AIM OF THE TASK: Which lines in the records below contain the word "stadium"? Pull out each of them in full.

....

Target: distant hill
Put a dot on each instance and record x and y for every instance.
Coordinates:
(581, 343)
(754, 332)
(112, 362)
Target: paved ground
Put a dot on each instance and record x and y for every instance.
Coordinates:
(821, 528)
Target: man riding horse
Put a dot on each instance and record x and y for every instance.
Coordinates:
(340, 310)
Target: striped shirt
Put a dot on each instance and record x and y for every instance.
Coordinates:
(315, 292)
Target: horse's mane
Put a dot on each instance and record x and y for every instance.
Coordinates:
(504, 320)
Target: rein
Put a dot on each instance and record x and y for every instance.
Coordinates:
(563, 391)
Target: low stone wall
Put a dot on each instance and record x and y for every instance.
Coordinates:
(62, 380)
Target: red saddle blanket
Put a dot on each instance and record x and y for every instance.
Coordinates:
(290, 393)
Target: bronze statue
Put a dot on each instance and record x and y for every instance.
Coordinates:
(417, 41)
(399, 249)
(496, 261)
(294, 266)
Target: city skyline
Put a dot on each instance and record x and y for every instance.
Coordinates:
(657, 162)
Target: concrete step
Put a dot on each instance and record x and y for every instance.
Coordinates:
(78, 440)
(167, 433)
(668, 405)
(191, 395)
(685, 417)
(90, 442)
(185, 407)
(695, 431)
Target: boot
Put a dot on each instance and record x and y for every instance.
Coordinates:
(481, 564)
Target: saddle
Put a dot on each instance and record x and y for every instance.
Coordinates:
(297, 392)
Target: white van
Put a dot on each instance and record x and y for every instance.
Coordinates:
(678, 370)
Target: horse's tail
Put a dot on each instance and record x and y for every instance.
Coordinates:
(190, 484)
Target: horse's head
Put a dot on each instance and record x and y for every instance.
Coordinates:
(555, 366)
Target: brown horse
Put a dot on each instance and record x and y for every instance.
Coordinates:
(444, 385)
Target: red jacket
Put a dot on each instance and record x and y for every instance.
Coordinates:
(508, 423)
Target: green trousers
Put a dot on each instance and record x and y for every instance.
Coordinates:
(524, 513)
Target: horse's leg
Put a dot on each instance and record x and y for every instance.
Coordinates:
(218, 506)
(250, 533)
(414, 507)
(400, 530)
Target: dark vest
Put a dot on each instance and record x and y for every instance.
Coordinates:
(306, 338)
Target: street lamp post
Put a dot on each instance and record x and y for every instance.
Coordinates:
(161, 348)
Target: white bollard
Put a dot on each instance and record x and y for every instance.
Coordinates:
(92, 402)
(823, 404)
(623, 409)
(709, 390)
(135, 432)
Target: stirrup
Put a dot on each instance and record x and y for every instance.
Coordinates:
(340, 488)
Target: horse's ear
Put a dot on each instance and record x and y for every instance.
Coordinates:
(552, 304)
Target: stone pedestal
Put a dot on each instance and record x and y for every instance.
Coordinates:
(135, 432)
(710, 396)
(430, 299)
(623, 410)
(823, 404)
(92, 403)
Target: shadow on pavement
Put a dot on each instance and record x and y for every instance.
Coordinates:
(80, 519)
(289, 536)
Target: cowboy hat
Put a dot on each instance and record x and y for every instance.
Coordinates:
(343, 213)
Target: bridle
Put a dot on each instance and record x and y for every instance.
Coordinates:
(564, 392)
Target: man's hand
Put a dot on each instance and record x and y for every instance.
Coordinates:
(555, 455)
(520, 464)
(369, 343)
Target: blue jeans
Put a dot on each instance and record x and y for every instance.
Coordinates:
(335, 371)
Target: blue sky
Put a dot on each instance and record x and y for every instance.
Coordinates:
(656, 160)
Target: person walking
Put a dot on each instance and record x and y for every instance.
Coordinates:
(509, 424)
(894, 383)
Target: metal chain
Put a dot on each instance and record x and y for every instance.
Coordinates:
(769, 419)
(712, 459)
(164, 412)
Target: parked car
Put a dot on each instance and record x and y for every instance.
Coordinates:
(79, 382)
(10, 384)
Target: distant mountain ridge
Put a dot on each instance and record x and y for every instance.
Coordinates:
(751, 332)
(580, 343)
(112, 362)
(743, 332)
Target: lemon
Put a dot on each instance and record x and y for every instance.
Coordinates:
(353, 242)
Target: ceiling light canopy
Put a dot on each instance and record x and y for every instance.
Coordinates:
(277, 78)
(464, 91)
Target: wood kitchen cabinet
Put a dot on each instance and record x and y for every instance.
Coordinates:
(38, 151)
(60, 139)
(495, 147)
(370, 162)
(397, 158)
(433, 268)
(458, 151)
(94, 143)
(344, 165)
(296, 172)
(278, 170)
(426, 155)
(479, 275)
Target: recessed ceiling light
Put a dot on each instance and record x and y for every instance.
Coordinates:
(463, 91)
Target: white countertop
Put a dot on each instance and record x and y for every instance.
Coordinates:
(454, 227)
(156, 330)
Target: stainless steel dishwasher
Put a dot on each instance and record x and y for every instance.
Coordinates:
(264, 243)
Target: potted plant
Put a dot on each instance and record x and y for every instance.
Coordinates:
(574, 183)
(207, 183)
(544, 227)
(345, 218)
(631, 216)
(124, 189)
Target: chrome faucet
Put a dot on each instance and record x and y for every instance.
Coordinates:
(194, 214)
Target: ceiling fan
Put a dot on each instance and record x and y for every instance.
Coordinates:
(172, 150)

....

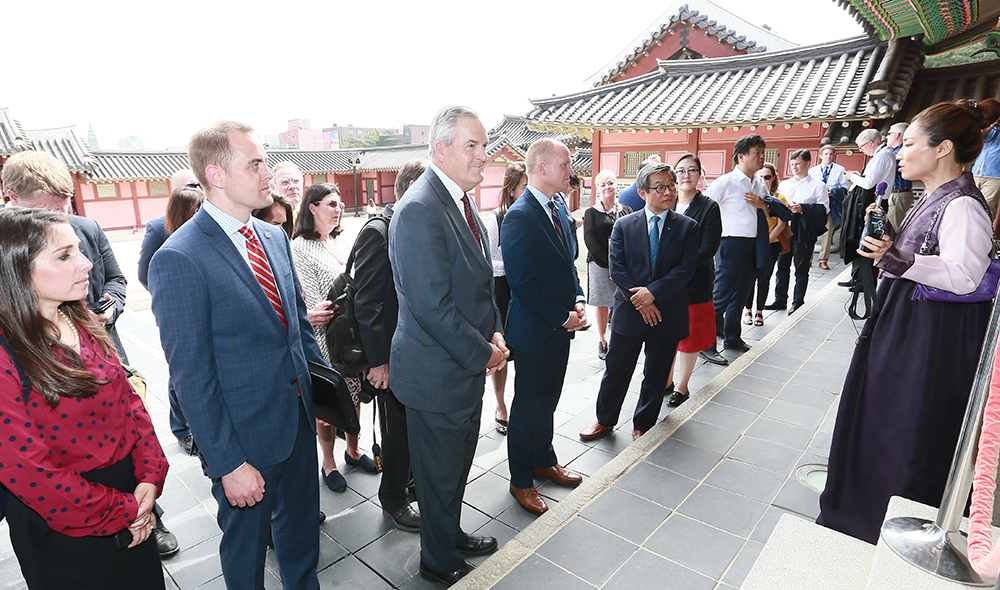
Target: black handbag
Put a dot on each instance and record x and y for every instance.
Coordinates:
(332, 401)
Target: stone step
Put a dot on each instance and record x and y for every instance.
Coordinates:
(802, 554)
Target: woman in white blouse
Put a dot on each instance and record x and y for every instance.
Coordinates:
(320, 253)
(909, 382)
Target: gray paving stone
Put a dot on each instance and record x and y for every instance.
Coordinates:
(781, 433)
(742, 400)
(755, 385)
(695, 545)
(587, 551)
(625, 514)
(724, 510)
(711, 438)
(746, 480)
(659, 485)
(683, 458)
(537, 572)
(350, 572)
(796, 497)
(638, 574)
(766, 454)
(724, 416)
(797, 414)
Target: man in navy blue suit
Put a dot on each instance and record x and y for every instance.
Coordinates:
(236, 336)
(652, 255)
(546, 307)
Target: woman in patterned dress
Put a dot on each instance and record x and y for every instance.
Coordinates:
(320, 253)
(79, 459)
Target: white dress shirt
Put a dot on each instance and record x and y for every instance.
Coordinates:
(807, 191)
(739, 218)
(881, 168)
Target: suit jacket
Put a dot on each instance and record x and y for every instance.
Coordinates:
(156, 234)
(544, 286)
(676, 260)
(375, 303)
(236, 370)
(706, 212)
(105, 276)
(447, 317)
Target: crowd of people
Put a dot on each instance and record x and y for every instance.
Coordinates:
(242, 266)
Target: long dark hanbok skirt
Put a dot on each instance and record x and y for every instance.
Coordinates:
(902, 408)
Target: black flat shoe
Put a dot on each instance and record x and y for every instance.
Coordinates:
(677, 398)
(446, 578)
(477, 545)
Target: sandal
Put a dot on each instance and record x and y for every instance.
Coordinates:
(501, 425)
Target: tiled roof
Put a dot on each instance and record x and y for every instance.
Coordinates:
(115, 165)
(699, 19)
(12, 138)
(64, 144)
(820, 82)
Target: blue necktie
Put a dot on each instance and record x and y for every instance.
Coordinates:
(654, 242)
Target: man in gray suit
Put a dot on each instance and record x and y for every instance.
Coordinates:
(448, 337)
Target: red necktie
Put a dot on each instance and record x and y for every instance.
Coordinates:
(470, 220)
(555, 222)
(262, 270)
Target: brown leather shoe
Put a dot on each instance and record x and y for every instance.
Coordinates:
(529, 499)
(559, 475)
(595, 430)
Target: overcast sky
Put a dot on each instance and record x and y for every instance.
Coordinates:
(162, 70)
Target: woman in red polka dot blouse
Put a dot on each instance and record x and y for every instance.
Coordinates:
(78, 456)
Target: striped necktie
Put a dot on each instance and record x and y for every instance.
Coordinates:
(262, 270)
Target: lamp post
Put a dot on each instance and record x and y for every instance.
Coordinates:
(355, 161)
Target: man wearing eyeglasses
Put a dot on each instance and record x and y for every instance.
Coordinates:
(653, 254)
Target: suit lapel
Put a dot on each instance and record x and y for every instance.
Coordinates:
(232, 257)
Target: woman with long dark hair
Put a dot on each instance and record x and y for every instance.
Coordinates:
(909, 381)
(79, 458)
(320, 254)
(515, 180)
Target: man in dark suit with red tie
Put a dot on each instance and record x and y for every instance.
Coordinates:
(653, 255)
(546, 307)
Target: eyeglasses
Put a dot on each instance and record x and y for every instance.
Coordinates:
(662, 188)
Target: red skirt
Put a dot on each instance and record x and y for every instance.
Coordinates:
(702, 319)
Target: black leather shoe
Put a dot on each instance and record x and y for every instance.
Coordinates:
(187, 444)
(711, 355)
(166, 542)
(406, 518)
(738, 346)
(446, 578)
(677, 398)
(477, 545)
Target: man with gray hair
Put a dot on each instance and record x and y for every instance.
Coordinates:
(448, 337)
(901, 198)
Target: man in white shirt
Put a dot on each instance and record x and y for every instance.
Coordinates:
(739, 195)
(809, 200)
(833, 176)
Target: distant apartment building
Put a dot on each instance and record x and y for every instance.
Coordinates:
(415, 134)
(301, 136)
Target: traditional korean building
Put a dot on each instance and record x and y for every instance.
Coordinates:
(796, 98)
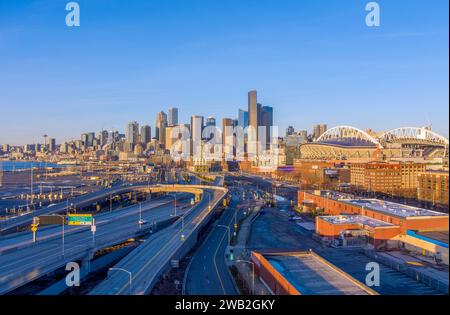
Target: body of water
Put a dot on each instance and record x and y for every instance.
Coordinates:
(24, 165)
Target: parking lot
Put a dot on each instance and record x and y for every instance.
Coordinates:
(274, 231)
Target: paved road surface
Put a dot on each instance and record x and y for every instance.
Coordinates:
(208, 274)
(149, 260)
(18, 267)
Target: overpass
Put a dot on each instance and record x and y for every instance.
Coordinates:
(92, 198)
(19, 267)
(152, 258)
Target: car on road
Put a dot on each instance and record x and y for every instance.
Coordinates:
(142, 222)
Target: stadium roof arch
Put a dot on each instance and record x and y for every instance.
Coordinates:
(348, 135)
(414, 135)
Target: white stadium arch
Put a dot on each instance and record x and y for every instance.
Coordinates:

....

SOLUTION:
Target: stadium roof arch
Target: white stadium arch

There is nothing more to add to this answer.